§ **Given problem A**: According to the passage on neutrons, which element's atomic nucleus consists of only one proton?
§ **Given problem B**: List every sentence in the passage on neutrons that contains the plural word "neutrons," in either lower or upper case.
§ **Given problem C**: Carry the passage on neutrons forward with a few more sentences, starting after its final sentence.

§ **Passage shown**:
↓↓↓

Neutrons
The neutron is one of the building blocks of atomic nuclei. More than half of the mass of matter surrounding us consists of neutrons. Due to their very special properties, free neutrons are an ideal tool, especially in the investigation of materials and basic research.
Neutrons, together with protons, make up atomic nuclei. With the exception of the hydrogen atom (H), whose core consists of only one proton, the nuclei of all elements consist of protons and neutrons. The number of neutrons is usually at least equal, but most of the time significantly greater, than the number of protons.

↑↑↑

§ **Data excerpts**:
↓↓↓

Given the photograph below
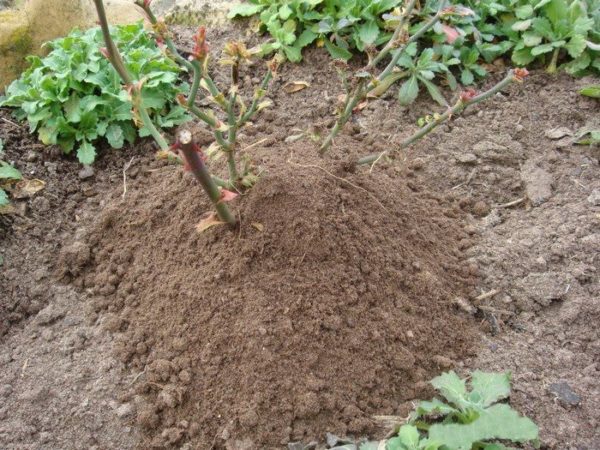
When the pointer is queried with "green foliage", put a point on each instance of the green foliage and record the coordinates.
(469, 419)
(472, 35)
(547, 31)
(341, 26)
(73, 97)
(7, 173)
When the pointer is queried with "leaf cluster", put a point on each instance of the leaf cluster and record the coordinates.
(468, 418)
(340, 26)
(73, 97)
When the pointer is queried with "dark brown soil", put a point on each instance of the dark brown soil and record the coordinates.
(333, 302)
(325, 308)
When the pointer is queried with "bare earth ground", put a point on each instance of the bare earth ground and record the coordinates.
(64, 379)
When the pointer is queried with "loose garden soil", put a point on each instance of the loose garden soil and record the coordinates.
(334, 302)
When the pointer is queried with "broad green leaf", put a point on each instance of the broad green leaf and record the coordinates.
(115, 136)
(531, 39)
(541, 49)
(434, 92)
(8, 172)
(409, 91)
(451, 386)
(521, 25)
(285, 12)
(524, 12)
(409, 435)
(244, 10)
(306, 38)
(369, 32)
(490, 387)
(591, 91)
(496, 422)
(293, 53)
(466, 77)
(86, 154)
(576, 46)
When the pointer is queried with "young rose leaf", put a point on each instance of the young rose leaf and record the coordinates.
(490, 387)
(496, 422)
(369, 32)
(409, 91)
(86, 154)
(337, 52)
(244, 10)
(3, 198)
(115, 136)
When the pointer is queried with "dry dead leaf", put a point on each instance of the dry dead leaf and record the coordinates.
(28, 188)
(209, 221)
(295, 86)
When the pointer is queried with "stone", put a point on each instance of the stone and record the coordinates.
(86, 173)
(538, 184)
(466, 158)
(564, 394)
(594, 197)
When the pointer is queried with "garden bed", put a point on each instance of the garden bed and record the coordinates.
(342, 294)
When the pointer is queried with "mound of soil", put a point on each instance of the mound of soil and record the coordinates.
(334, 301)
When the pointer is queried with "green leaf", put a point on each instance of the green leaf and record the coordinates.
(369, 32)
(409, 91)
(8, 172)
(521, 25)
(434, 92)
(86, 154)
(576, 46)
(466, 77)
(3, 201)
(591, 91)
(490, 387)
(244, 10)
(524, 12)
(497, 422)
(531, 39)
(337, 52)
(115, 136)
(541, 49)
(451, 386)
(409, 435)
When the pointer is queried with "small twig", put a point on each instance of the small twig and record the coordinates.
(487, 295)
(125, 169)
(495, 310)
(10, 122)
(137, 377)
(513, 203)
(314, 166)
(255, 144)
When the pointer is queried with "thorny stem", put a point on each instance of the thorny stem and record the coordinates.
(191, 155)
(460, 106)
(113, 52)
(397, 32)
(209, 183)
(252, 110)
(552, 66)
(361, 91)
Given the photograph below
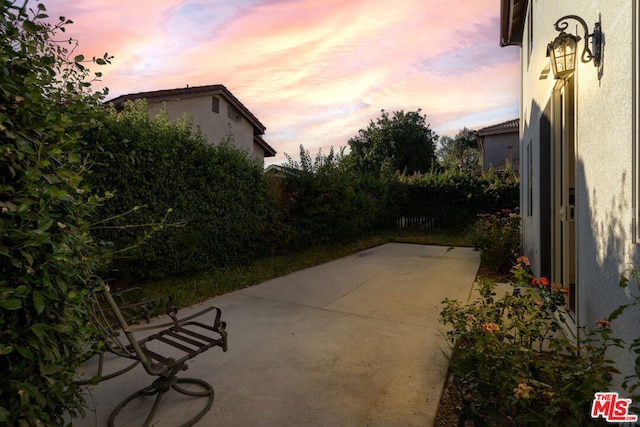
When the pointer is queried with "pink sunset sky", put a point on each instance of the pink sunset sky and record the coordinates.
(314, 72)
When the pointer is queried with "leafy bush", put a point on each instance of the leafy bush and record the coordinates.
(497, 236)
(322, 201)
(452, 199)
(508, 366)
(217, 192)
(47, 253)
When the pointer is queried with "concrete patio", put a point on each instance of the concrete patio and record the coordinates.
(354, 342)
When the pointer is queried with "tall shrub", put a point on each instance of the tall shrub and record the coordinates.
(452, 198)
(217, 192)
(46, 251)
(325, 202)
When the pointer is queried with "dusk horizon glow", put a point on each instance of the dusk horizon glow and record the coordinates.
(314, 72)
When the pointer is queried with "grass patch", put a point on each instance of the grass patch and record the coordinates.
(202, 286)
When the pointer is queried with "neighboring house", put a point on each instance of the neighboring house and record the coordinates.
(500, 145)
(214, 110)
(580, 147)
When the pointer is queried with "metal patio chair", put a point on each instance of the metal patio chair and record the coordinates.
(180, 340)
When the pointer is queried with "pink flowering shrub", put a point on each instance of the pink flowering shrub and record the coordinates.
(509, 363)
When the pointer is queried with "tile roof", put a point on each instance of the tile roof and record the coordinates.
(504, 127)
(157, 96)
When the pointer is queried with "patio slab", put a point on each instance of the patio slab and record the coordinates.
(353, 342)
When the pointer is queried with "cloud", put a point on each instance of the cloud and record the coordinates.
(313, 71)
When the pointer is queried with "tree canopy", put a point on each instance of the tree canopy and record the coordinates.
(398, 142)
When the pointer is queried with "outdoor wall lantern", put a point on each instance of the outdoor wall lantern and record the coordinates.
(563, 50)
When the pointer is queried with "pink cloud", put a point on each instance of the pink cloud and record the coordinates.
(313, 71)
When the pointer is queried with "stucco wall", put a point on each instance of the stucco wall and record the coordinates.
(215, 126)
(606, 163)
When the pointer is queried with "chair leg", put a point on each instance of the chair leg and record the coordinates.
(159, 388)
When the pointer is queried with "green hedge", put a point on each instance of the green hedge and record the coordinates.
(321, 202)
(454, 199)
(217, 194)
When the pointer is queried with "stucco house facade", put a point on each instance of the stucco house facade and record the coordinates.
(215, 110)
(580, 146)
(500, 145)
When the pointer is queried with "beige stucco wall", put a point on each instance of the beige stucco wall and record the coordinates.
(214, 126)
(606, 151)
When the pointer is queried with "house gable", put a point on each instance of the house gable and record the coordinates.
(500, 144)
(215, 111)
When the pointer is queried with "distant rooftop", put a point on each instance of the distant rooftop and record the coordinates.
(504, 127)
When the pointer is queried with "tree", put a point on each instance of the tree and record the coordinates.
(403, 142)
(460, 152)
(47, 254)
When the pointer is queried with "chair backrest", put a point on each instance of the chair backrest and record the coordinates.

↑↑↑

§ **Exercise answer A**: Hydrogen (H)

§ **Exercise answer B**:
- More than half of the mass of matter surrounding us consists of neutrons.
- Due to their very special properties, free neutrons are an ideal tool, especially in the investigation of materials and basic research.
- Neutrons, together with protons, make up atomic nuclei.
- With the exception of the hydrogen atom (H), whose core consists of only one proton, the nuclei of all elements consist of protons and neutrons.
- The number of neutrons is usually at least equal, but most of the time significantly greater, than the number of protons.

§ **Exercise answer C**:
Some fundamental properties of the neutron:
| Mass | 1,674 × 10-27 kg |
| Charge | outwardly neutral |
| Diameter | 1,7 × 10-15 m |
| Lifetime (as free particle, stable in the atomic nucleus) | 880,1 s |
| Substructure | 1 up- and 2 down-Quarks |
Nuclides and isotopes
Free neutrons interact with the particles in an atomic nucleus when they hit an atom. Their effect on the atom therefore depends on the number of neutrons and protons in the nucleus. Atomic nuclei with a certain number of protons and neutrons are called a nucleus. Nuclides with the same number of protons but different numbers of neutrons are called isotopes (of an element). While the interaction of X-rays with matter is essentially determined by the electron shell of the atoms and is therefore (almost) the same for all isotopes of an element, free neutrons interact with the elementary particles in the atomic nucleus, so that different interactions are observed for different isotopes of the same element.
In 1932, the physicist James Chadwick conducted an experiment in which he bombarded Beryllium with alpha particles from the natural radioactive decay of Polonium. The resulting radiation showed high penetration through a lead shield, which could not be explained via the particles known at that time.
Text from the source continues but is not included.